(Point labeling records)
"""
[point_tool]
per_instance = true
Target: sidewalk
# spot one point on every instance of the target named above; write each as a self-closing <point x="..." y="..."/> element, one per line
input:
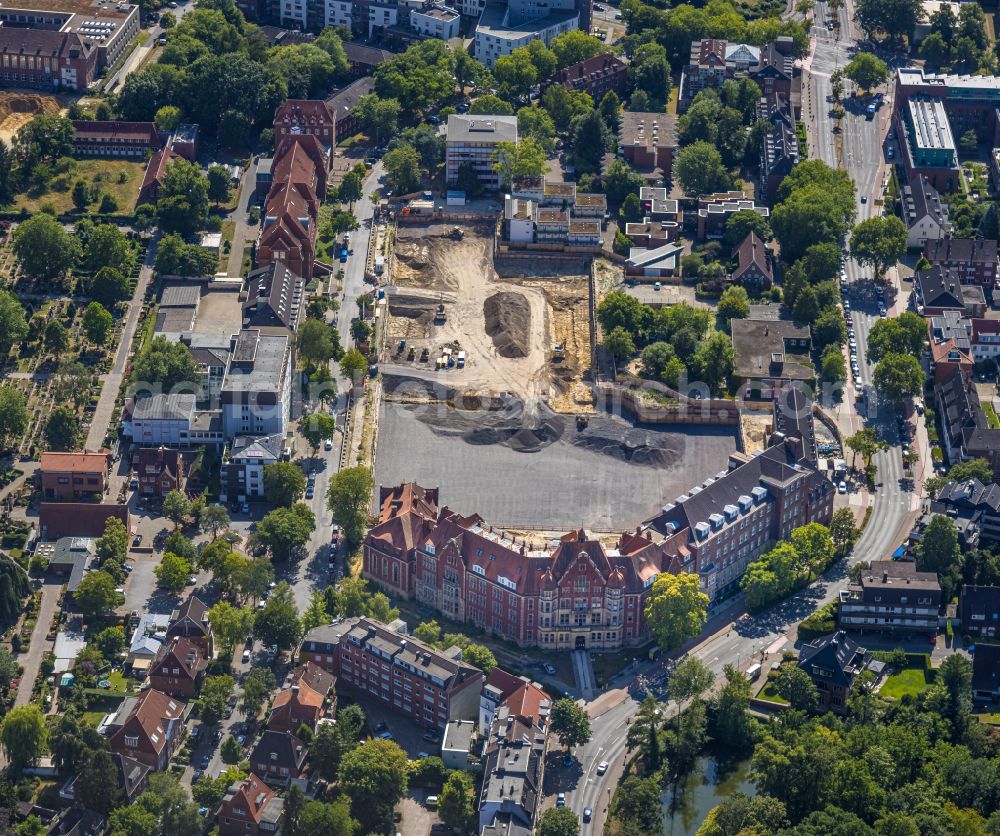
<point x="111" y="382"/>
"""
▶ [Exercise goal]: Copy out every line of the records above character for character, leaving out the pictures.

▶ [Expected output]:
[point_tool]
per_instance = true
Target: sidewalk
# spot one point on every instance of the target named above; write each as a self-closing <point x="..." y="..."/> element, one per line
input:
<point x="111" y="382"/>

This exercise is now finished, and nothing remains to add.